Task:
Pictures must not be copied, but every entry must be reproduced exactly.

__________________________________________________

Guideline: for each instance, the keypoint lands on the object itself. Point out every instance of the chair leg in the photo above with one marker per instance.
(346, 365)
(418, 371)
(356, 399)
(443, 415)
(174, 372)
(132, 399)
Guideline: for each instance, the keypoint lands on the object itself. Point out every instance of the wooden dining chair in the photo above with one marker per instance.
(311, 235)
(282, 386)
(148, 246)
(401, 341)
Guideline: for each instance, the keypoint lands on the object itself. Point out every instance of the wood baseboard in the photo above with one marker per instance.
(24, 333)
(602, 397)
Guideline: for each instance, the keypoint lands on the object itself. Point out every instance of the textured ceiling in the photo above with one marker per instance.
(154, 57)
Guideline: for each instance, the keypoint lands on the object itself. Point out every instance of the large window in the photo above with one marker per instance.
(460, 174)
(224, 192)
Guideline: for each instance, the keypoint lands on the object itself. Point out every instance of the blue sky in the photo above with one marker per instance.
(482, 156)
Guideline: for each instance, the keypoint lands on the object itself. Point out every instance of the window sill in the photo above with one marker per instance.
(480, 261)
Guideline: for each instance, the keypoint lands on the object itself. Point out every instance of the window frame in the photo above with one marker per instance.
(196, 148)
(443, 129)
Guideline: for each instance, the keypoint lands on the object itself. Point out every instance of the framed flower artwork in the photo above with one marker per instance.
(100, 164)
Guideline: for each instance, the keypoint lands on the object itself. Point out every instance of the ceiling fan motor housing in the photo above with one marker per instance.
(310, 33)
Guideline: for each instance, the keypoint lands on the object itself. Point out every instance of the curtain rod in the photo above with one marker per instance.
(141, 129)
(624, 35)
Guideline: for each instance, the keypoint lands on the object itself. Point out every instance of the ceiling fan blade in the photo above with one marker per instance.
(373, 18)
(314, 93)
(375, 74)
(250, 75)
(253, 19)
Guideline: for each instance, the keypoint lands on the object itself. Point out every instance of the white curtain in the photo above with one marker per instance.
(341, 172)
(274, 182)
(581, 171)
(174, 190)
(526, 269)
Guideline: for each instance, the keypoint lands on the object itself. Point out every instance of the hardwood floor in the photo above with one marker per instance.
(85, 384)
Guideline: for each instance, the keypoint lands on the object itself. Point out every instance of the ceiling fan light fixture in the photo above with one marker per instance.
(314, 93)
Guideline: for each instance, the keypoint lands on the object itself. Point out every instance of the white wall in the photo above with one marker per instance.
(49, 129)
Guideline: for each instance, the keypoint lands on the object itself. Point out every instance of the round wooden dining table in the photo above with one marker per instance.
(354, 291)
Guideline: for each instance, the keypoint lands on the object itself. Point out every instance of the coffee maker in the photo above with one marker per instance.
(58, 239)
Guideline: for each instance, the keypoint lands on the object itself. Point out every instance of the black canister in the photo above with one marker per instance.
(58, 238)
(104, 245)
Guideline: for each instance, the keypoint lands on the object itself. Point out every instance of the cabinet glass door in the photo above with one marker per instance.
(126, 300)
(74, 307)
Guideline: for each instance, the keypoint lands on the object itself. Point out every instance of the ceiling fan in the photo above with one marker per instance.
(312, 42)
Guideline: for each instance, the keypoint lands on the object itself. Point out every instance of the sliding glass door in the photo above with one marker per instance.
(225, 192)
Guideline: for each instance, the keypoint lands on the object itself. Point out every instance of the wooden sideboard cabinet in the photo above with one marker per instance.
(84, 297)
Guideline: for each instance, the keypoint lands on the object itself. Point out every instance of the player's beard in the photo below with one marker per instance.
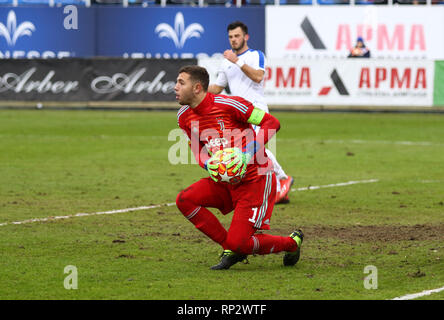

__________________________________________________

Reply to the task:
Guideline: for each instance, the keypoint lands on the object itself. Point out every instance of the chair leg in the photo above with one marker per instance.
(346, 365)
(418, 371)
(356, 399)
(443, 415)
(174, 372)
(132, 399)
Guideline: for each instance, the keypoint lands on the object itself. Point out every instance of the wooden dining chair in the photo above with one marker per instance.
(311, 235)
(282, 386)
(148, 246)
(401, 341)
Guideline: for each instance, the keypoint lands on the object itself. Point out every instance of the wood baseboard in the photo above with one marker per instance.
(24, 333)
(602, 397)
Guideline: for each instance, the keypoint lands on the object itself. Point out every instance of the textured ceiling in the photo above with one marker per instance.
(154, 57)
Guideline: for each instance, the keypoint lands on the object itself. Point out every instance of the large window in the photo above with one marker per instance.
(460, 174)
(224, 192)
Guideline: for each instance, the keypoint lands on the object itself. Point out every instance of the blue sky in the photo above with one marker per instance.
(482, 156)
Guideline: for each instance, the keypoint lands on the object itself. Point out every instance of the window sill in the photo above with one marker per instance.
(480, 261)
Guideline: for each instance, the keypoint lands on the object itself. Point out every instance of the window frame in the photo above with one marker per instance.
(196, 148)
(443, 129)
Guideline: for each instance, the keypoint lands on the object itself. Point out every instance of the framed flower artwork in the photo above with one marker per instance.
(100, 164)
Guideline: for each instance, the keypoint lands on the object itself. Point out every instance of the ceiling fan motor housing in the photo above with one marker per instance.
(310, 33)
Guideline: for each instance, the keypoint lands on the object itself. Point out every instance of the curtain rod in the photo above with one marker per instance.
(141, 129)
(624, 35)
Guideline: for each instance, the keypoint lands on the object itself. Point out every instance of the ceiling fan blade in the photo above with one marker per instance.
(373, 18)
(314, 93)
(375, 74)
(250, 75)
(253, 19)
Guideline: for each instance, the keypoint lands on the object itself. Point out every instance of the white curtain in the photo above with one marker per instance.
(341, 172)
(274, 182)
(581, 171)
(174, 190)
(526, 269)
Guideline: for each instance, the keypoint lands on the object itself. Point out every instance of the hardwood floor in the photo above with one marker per instance.
(85, 384)
Guideline: for each instance, the keypoint lands on the object itself. Point out every instance of the ceiling fan light fixture in the photo above with one marker per instance.
(314, 93)
Guideline: for each instance, the keypoint lands on the object itself. Point out every instance of the white wall in the photo above with one marker per instance.
(49, 129)
Guideline: for each instance, the keypoint lands on the object itself. Point out every instance of the round wooden dining table in the photo above with one marker per instance.
(354, 291)
Guideline: for each instance, the keypoint lands on the object itself. Point out every instance of the coffee maker in the photo above with one marker per instance.
(58, 239)
Guideline: for each instance, the keypoint lands on the object itself. Point out every instance of the black canister in the photo above with one marker per instance.
(58, 238)
(104, 245)
Guideline: for each instance, the keypoint lands on the object itself. Point out every instance of the cabinet glass door in the photo above with one marker per instance.
(126, 300)
(74, 307)
Guideline: for each instance, the keypoint lands on the object itself. Point out every instance of the ceiling fan in the photo above with one marker per instance.
(312, 42)
Guideline: for each instance, the keypoint lands on the object itself. Point out every instance of the sliding glass door in the photo above with one marker per instance.
(225, 192)
Guideline: for each instance, the keypoint lands on the object itself. Point out every instance of the wooden sideboard cabinet in the photo above with one marker per instance.
(84, 297)
Guideline: for each instance, the keypoint lands on the object itself. Point out every instance of the player's beard in the photo below with one marker per instance.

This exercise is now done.